=== Section Start ===
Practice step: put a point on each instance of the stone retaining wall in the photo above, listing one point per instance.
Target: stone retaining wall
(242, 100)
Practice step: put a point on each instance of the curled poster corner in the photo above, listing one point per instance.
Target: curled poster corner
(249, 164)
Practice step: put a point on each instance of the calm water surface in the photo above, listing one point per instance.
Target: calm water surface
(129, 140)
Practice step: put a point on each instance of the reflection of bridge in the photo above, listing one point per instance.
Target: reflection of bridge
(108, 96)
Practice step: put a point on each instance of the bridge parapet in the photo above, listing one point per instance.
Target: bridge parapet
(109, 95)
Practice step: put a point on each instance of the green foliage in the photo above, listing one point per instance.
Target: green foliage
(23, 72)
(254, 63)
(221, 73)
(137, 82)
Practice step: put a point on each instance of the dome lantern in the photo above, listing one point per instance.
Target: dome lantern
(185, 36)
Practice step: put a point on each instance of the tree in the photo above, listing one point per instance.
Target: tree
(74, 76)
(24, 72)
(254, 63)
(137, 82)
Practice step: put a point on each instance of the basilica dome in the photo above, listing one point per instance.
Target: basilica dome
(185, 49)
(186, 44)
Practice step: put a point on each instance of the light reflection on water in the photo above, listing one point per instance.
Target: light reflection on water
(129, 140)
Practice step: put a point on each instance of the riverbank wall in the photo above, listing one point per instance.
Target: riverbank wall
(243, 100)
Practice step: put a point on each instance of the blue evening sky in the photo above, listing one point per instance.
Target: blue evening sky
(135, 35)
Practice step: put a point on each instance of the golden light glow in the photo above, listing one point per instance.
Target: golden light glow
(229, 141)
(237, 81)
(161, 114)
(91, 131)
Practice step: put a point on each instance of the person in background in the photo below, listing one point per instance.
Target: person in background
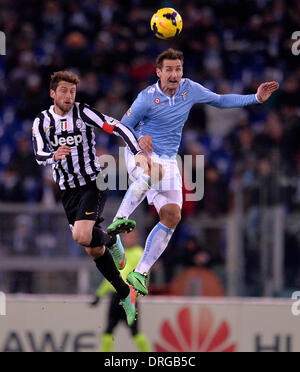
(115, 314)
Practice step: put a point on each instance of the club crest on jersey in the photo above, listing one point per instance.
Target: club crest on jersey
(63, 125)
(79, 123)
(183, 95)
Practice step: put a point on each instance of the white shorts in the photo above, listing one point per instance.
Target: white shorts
=== Section End ===
Scan the material above for lines holding "shorts" and copy each of them.

Practice step: put a point on each instance of the white shorts in the photo above, listing one point per instance.
Target: white shorts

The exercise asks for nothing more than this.